Task to complete ▸
Write out the part of the text on phonics that starts at the words "Also the words: the" and ends after the words "sense phonetically whatsoever.", copying it word for word.

I am fed up with the phonics police! Prepare for a rant.
English is not a phonetic language. As is demonstrated by the word phonics.
Also the words: the / these / where / were / are / our / school / table / centre / through / night / why
And many other key words. These words have to learned visually since they make no sense phonetically whatsoever.
How did we get here?
Phonics makes a lot of sense in early literacy, as it gives very young children the chance to make sense of enough of the words on a page to grasp context. They work out the rest from them there. However, in later literacy, say year 2-6, phonetic reading becomes remedial. It’s what we do when we don’t know the word! It’s a great strategy for new words that we might have in our verbal vocabulary but haven’t seen in print yet, but we wouldn’t expect older children to use it all the time.
“When we see a word for the first time, it requires some time to read and sound it out, but after perhaps just one presentation of the word, you can recognize it without sounding it out,” she says. “This occurs because our brain first uses phonology to encode the word and match the sound with the written word. Once we do that and encounter the word a few more times, we no longer need the phonology at first, just the visual input to identify the word.” Laurie Glezer, Ph.D., a postdoctoral research fellow, Laboratory for Computational Cognitive Neuroscience at Georgetown University Medical Center
As adults, phonetic reading is not sufficient for most jobs. If you have to sound words out you can’t read fast enough to manage most day to day activities. I know this because I have spent over a decade working with dyslexic adults and, when they read that slowly, they are at risk of losing their jobs. A literate adult who comes across a word they don’t know will use the context of the rest of the paragraph to work out what it probably means and then they will move on. But you need a quick visual reference for the majority of the words to do that.

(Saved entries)
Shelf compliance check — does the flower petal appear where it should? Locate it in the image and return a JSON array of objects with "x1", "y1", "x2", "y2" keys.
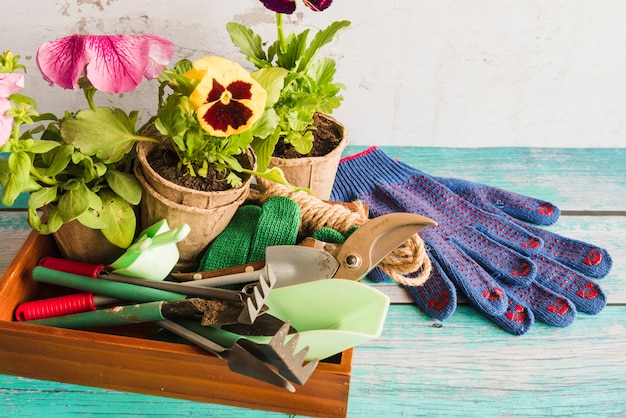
[
  {"x1": 198, "y1": 100, "x2": 252, "y2": 137},
  {"x1": 0, "y1": 97, "x2": 13, "y2": 146},
  {"x1": 303, "y1": 0, "x2": 333, "y2": 12},
  {"x1": 141, "y1": 35, "x2": 174, "y2": 80},
  {"x1": 261, "y1": 0, "x2": 296, "y2": 15},
  {"x1": 37, "y1": 35, "x2": 88, "y2": 90},
  {"x1": 37, "y1": 35, "x2": 174, "y2": 93},
  {"x1": 85, "y1": 35, "x2": 150, "y2": 93},
  {"x1": 0, "y1": 73, "x2": 24, "y2": 98},
  {"x1": 189, "y1": 56, "x2": 267, "y2": 137}
]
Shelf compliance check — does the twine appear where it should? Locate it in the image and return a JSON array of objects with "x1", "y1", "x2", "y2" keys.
[{"x1": 250, "y1": 183, "x2": 432, "y2": 286}]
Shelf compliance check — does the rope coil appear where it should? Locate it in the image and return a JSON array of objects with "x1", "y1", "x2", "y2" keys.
[{"x1": 250, "y1": 183, "x2": 432, "y2": 286}]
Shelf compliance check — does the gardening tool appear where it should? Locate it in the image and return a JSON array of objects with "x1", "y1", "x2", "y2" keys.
[
  {"x1": 32, "y1": 264, "x2": 276, "y2": 324},
  {"x1": 176, "y1": 319, "x2": 319, "y2": 385},
  {"x1": 109, "y1": 219, "x2": 190, "y2": 280},
  {"x1": 241, "y1": 280, "x2": 389, "y2": 360},
  {"x1": 25, "y1": 299, "x2": 295, "y2": 392},
  {"x1": 15, "y1": 292, "x2": 123, "y2": 321},
  {"x1": 156, "y1": 320, "x2": 296, "y2": 392},
  {"x1": 172, "y1": 213, "x2": 437, "y2": 288},
  {"x1": 23, "y1": 298, "x2": 240, "y2": 329}
]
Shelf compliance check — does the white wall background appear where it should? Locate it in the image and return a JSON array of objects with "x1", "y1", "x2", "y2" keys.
[{"x1": 0, "y1": 0, "x2": 626, "y2": 147}]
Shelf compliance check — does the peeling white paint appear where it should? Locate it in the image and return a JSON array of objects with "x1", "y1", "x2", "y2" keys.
[{"x1": 0, "y1": 0, "x2": 626, "y2": 147}]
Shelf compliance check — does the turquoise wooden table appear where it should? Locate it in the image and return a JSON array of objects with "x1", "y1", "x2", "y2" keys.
[{"x1": 0, "y1": 146, "x2": 626, "y2": 417}]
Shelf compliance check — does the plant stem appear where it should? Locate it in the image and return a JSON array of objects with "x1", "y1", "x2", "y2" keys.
[{"x1": 276, "y1": 13, "x2": 287, "y2": 54}]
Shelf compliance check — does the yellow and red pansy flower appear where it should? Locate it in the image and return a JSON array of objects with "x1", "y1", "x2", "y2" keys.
[{"x1": 185, "y1": 56, "x2": 267, "y2": 137}]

Solution ▸
Also the words: the / these / where / were / are / our / school / table / centre / through / night / why
And many other key words. These words have to learned visually since they make no sense phonetically whatsoever.